(Location identification items)
▼▼▼
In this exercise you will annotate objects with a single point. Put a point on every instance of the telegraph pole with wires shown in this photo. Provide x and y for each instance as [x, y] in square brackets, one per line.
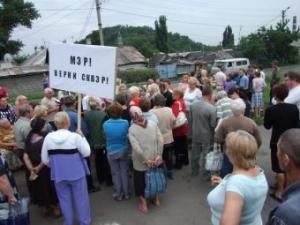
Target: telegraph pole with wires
[98, 8]
[283, 14]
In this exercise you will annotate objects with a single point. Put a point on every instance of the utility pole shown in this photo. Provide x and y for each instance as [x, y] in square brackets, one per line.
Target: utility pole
[240, 31]
[98, 8]
[283, 12]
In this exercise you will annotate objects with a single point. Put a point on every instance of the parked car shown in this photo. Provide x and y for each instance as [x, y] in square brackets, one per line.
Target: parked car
[230, 65]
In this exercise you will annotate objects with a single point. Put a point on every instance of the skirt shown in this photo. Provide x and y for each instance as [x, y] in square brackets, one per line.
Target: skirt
[257, 100]
[139, 183]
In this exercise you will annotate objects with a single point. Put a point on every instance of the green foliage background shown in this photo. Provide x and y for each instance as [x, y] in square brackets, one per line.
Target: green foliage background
[143, 39]
[137, 75]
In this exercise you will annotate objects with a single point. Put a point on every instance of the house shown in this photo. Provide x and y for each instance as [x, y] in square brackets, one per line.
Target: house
[173, 64]
[129, 57]
[296, 44]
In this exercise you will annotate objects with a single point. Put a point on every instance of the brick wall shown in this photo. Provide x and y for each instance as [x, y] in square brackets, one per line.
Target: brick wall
[27, 85]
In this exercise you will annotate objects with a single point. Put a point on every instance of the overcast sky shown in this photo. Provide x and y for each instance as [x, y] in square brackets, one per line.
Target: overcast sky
[202, 20]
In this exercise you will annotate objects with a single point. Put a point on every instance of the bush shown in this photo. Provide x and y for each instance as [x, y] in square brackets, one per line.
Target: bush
[137, 75]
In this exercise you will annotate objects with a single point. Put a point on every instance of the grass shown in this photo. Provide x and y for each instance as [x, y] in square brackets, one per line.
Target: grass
[266, 95]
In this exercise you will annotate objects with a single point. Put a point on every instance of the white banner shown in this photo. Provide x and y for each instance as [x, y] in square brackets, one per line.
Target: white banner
[86, 69]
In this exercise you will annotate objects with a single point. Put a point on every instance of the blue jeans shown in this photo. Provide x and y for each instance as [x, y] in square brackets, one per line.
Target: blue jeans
[119, 169]
[74, 193]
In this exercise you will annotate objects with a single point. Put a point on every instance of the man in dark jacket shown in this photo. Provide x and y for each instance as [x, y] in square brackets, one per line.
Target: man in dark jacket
[288, 213]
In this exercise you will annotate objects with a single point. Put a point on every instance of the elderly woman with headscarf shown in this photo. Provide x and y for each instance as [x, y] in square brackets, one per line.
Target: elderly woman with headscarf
[166, 121]
[41, 188]
[64, 151]
[147, 145]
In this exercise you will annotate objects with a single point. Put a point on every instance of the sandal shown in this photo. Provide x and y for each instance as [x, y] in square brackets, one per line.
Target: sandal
[143, 209]
[274, 196]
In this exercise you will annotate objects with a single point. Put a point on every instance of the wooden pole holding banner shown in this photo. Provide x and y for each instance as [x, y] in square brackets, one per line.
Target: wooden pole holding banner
[79, 111]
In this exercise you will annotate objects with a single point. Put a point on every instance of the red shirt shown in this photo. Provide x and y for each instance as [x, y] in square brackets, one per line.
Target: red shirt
[135, 102]
[183, 130]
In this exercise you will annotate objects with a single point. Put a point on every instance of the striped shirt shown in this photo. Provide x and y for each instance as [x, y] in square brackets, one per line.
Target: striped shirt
[224, 108]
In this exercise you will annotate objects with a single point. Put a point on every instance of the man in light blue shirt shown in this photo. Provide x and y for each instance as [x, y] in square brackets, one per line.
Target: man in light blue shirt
[244, 82]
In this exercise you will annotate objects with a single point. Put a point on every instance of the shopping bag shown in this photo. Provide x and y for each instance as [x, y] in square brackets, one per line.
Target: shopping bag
[15, 215]
[214, 159]
[181, 118]
[155, 181]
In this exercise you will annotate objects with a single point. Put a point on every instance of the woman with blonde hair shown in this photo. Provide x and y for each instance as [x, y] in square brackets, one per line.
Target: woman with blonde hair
[240, 196]
[134, 94]
[183, 85]
[21, 100]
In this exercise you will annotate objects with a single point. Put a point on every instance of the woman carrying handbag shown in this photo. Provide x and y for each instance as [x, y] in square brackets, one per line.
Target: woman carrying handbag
[180, 131]
[147, 146]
▲▲▲
(Stated task):
Can you quote all of the material above word for word, from the first line to the last, leaving out the pictures?

(Task output):
In this exercise you will annotate objects with a single point. Put a point on every instance of the telegraph pole with wires shown in this photo. Provide x and y for each instance as [x, y] in square brackets, one per line.
Target: telegraph pole with wires
[98, 8]
[283, 14]
In this exercise you will annotate objects with a single point. Put a point on every instance of the utility pole shown in this photo. Provide x and y for each instance as [x, y] in square brackets, one per line.
Target: utility pole
[240, 31]
[98, 8]
[283, 12]
In this exercise you will annotate objects with a single point. Put a point on every instance of the parked car shown in this photo. Provide x and y for each instance as [x, y] in square brackets, one per line.
Target: parked car
[230, 65]
In this exercise you will annotate objects with a single point. Put a point on every instance of the skirt shown in this photo. Provide x and y for each instance as [x, y] in square brackets, one per line.
Target: skirt
[257, 100]
[139, 183]
In this exercise you will annotate objects with a single point. Put a point on every instance of the green foliage background shown in this photo. Provide x and y for each instance as [x, y] in square brackets, one per line.
Target: green foliage background
[143, 39]
[137, 75]
In this exercise you will annotate objects with a single point. Put a point on every instance of the house shown in this photo. Provide x and y for each instance as [x, y] in square brackets, one per line.
Target: house
[173, 64]
[129, 57]
[296, 44]
In this exercise you will annotate objects with a single point. Put a point on every instance of the brick wall shown in this photo. Provide x and y for each instance as [x, y] in square brackets, one per line.
Target: brick wall
[27, 85]
In this exercise you will annotate objects with a single point. Put a point on every instance of the overcast sky shown in this photo. Provide x and y for each instance as [x, y] in square brackets, one per line.
Target: overcast sky
[202, 20]
In this exercise you will annotate objects with a single point. Put a point on every instance of the bush shown in this photo. Provide x and y for each instance as [x, y] in square brackets, one per line.
Target: bush
[137, 75]
In this exercise you will annotate objects with a single point. Put a point on every instance of the grass shown in this photo. Provide x and y for each instance as [x, y] in square brackets, one per line.
Target: grass
[266, 95]
In this exercise you will annotate objects with a single point. Put a point on every instance of the white banner shown in this photo. Provide x and y for each instance as [x, y] in square brackets, one per line.
Target: white banner
[86, 69]
In this exercise you will annotate objects with a single point. Put a point on every instance of the blue jeans shown in this photo. Provide x and y for each instance as [x, y] in square brackets, one per line.
Target: blue jeans
[119, 169]
[74, 193]
In this exercise you will annotate objects with a single point. Put a point on every instance of the man in dark jacket shown in this photo. Provide x and y for each instance as [x, y] in square brackets, one per line.
Target: man in dark jacket
[288, 213]
In this exercise you will annotate objects with a single point. Put a point on every instance of the elderly woman with headscarf shown in this photo. Provide x and y for each instance as [x, y] in square brackets, one per line.
Target: elderly woman with headscarf
[166, 121]
[41, 188]
[64, 151]
[147, 145]
In this exercise you will annotate objects with a single point. Put a point on every instance of the sandal shown in this photo. Provide x and y for each instance as [x, y] in square brackets, one per line.
Target: sandal
[143, 209]
[274, 196]
In this exercise you will annotate objects with a single point. Put a point on every instance of the wooden pole holding banner shown in this photo. Provide x and y for each instance as [x, y] in square brackets, one per line.
Target: wooden pole holding banner
[79, 111]
In this exercise you will annotate objects with a single point. Put a point on every instance of the red shirt shown in this photo. Provide x and y for each instance as [x, y] in square brackets, one per line.
Target: red shirt
[135, 102]
[183, 130]
In this exercise you will annotate objects with a single point. Put a point on every instance of the striped shirt shown in this photo. Provide x and y for each instance as [x, y] in square brackets, one per line.
Target: striped shirt
[224, 108]
In this exercise you will annotate objects with a single point. Put a point on every instance of the man in light blue shirt shown in this photo. Provide x and y for each instance as [x, y] in square brackets, one per line.
Target: man in light blue shirt
[244, 82]
In this exercise you will annotate objects with a single point. Put a point on every instance of the shopping bag shown in this photo. Provide x and y for each instance as [x, y] in square brackets, one per line.
Target: shopping bag
[15, 215]
[214, 159]
[181, 118]
[155, 181]
In this exercise you will annotate objects with a single point. Put a point on every instance of the woman with blonde hair shown in this photo. Provide x and y for each instance as [x, y] in square brackets, one per line.
Target: woman with blonde hair
[240, 196]
[134, 94]
[183, 85]
[21, 100]
In this exercise you will annotate objects with a single point. Put a point on every instance of the woman carrying handbag shown in this photo. Provide x and y for each instance as [x, y] in square brackets, one per line.
Target: woman carrying handbag
[180, 131]
[147, 146]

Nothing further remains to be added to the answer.